Below is a block of records; repeat each one exactly.

▸ STORED DATA
※
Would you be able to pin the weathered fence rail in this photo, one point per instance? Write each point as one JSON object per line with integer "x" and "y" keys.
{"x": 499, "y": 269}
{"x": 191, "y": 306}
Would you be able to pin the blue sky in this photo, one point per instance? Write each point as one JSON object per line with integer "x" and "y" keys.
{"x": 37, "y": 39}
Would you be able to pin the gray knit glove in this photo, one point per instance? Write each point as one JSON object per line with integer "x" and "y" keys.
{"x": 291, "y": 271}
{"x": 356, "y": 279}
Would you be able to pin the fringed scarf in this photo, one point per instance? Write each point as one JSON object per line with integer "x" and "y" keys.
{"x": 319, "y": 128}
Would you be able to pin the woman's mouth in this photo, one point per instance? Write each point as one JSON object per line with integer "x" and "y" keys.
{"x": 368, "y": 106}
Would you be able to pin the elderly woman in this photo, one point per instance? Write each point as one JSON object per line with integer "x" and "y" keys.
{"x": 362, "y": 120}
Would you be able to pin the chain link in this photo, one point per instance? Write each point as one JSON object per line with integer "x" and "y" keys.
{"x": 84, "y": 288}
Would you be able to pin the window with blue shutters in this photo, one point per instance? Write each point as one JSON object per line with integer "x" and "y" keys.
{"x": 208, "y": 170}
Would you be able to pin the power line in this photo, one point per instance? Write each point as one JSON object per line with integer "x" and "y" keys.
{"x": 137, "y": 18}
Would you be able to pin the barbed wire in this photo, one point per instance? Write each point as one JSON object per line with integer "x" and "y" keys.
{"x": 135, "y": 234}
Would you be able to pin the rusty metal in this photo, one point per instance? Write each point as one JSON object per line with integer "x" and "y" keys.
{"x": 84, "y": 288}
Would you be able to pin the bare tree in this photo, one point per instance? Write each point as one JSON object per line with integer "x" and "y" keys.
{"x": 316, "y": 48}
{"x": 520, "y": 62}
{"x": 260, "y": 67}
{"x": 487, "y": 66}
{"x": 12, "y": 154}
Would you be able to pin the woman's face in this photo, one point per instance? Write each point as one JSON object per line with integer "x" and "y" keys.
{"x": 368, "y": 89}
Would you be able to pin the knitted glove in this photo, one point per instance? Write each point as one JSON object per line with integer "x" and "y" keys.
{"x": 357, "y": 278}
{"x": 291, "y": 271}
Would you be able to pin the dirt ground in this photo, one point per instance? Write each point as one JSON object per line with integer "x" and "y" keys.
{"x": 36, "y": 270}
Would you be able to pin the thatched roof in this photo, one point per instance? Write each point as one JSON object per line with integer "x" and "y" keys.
※
▸ RESULT BELOW
Would you be able to pin the weathered fence rail in this photo, one point per instance? Write each point as one JSON object per line with integer "x" and "y" keys.
{"x": 499, "y": 269}
{"x": 191, "y": 306}
Would you be able to pin the blue sky in this photo, one point per instance? Write each point as one JSON object per line with integer "x" and "y" keys.
{"x": 37, "y": 39}
Would you be able to pin the gray knit glove in this photo, one point per instance? Write each point as one JSON object per line with integer "x" and "y" keys.
{"x": 291, "y": 271}
{"x": 356, "y": 279}
Would you be able to pin the fringed scarf in this photo, one point per instance? Write each point as one JSON object per line with integer "x" and "y" keys.
{"x": 319, "y": 128}
Would you be able to pin the woman's mouth in this photo, one point per instance? Write each point as one JSON object per line with integer "x" and "y" keys.
{"x": 368, "y": 106}
Would you be able to pin the elderly woman in this photo, one point per instance? Write each point as one JSON object per line with integer "x" and "y" keys.
{"x": 362, "y": 120}
Would you be able to pin the chain link in this photo, one point per instance? Write each point as one JSON object per line with integer "x" and "y" keys.
{"x": 84, "y": 288}
Would you be able to pin the window with blue shutters in this photo, one point per instance? Write each point as one JSON object per line with integer "x" and "y" keys.
{"x": 208, "y": 170}
Would you be able to pin the power line in this photo, one point per instance? Write each point as one JSON object per line with integer "x" and "y" keys.
{"x": 137, "y": 18}
Would you be able to pin the barbed wire in this photo, one point per instance? Write each point as one JSON object per line with integer "x" and "y" keys.
{"x": 135, "y": 234}
Would you be able to pin the rusty metal in this photo, one point per instance? Write each point as one JSON object per line with integer "x" and "y" keys.
{"x": 84, "y": 288}
Would you be able to pin the bare tree in this photo, one point per instance? Write each point as one JSON object per line with integer "x" and "y" keys.
{"x": 316, "y": 48}
{"x": 520, "y": 62}
{"x": 260, "y": 67}
{"x": 487, "y": 66}
{"x": 12, "y": 154}
Would you be able to pin the woman's face in this photo, one point per instance? Write each point as one JSON object per line with integer "x" and "y" keys.
{"x": 368, "y": 89}
Would you be able to pin the knitted glove in this photo, one point per instance? Write each point as one JSON object per line with integer "x" and "y" keys.
{"x": 357, "y": 278}
{"x": 291, "y": 271}
Would you be able to pin the dirt ground in this photo, one point per instance? Write each point as one JSON object per line with integer "x" and "y" keys.
{"x": 36, "y": 270}
Would you be able to pin the thatched roof in this photo, one point per instance? Write each point as one JSON object per line with integer "x" and "y" keys.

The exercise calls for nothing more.